What this task involves
Print the records below verbatim, every line in its original order.

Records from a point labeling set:
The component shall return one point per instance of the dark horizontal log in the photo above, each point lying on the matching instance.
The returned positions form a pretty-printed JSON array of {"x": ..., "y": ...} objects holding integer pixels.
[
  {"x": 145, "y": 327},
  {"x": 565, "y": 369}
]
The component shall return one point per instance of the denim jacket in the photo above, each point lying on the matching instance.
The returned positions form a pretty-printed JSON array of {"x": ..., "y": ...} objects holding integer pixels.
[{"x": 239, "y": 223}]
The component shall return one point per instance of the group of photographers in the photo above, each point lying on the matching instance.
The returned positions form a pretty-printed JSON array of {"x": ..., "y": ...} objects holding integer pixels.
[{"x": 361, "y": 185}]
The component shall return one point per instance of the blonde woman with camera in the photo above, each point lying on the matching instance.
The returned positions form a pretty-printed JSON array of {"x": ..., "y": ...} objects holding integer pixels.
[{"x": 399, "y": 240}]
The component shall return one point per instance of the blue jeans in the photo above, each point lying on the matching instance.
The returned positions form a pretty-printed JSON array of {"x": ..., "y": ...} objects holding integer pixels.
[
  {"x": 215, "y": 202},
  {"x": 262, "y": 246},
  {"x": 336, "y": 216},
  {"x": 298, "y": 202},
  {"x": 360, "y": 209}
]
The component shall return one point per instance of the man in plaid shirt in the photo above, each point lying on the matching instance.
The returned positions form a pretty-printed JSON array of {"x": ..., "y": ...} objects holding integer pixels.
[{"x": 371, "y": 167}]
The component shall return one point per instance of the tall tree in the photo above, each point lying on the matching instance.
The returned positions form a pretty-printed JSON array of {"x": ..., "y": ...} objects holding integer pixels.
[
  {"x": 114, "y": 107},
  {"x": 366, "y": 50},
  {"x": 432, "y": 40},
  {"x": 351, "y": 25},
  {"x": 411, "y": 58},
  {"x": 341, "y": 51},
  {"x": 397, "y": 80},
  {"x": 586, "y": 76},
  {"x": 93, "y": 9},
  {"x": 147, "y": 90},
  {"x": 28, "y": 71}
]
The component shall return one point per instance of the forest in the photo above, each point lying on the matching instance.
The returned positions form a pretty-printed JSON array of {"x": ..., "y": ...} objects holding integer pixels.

Full output
The component shall return one point per instance of the dark horizontal log in the photo above, each point lying on the matching instance.
The returned positions form a pretty-printed JSON array of {"x": ..., "y": ...} objects holding integer pixels.
[
  {"x": 145, "y": 327},
  {"x": 565, "y": 369}
]
The component shall return one point per instance of the denim jacket in the photo above, each point lying on the matching instance.
The returned positions form a pretty-printed JSON array of {"x": ..., "y": ...} objects holding integer pixels.
[{"x": 239, "y": 223}]
The component shall return one point per instance of the group of photographers in the photo above, each point lying on the matching instance.
The returned positions form a pretty-printed JSON array of {"x": ..., "y": ...} objects holding integer pixels.
[{"x": 361, "y": 185}]
The component shall return one point per instance of the blonde woman with camera in the photo above, each point lying on the matching instance.
The returned positions form a pretty-printed JSON array of {"x": ..., "y": ...} objects holding integer pixels.
[{"x": 399, "y": 240}]
The component shall return one point per instance of the blue jeans in the photo above, each point lying on the matching instance.
The returned positions form a pretty-printed JSON array of {"x": ..., "y": ...} objects holding integer pixels.
[
  {"x": 215, "y": 202},
  {"x": 262, "y": 246},
  {"x": 336, "y": 216},
  {"x": 298, "y": 202},
  {"x": 360, "y": 209}
]
The component shall return one point per instance of the man in plaid shirt in the photo above, each point lying on the matching instance.
The returned positions form a pretty-printed JSON array of {"x": ..., "y": ...} objects holding integer pixels.
[{"x": 371, "y": 167}]
The component shall return one point per instance of the tall tree in the photo above, each point lying on the matching instance.
The returned positions form a pretty-printed JSON array of {"x": ..., "y": ...} objects holding integer pixels.
[
  {"x": 114, "y": 107},
  {"x": 366, "y": 50},
  {"x": 432, "y": 40},
  {"x": 351, "y": 25},
  {"x": 411, "y": 58},
  {"x": 341, "y": 51},
  {"x": 397, "y": 80},
  {"x": 586, "y": 76},
  {"x": 93, "y": 9},
  {"x": 147, "y": 90},
  {"x": 28, "y": 71}
]
The component shall return one point per instance of the forest in the photo above, each point lying on the matching instance.
The returned positions form a pretty-printed JSON array of {"x": ..., "y": ...} objects holding integer pixels.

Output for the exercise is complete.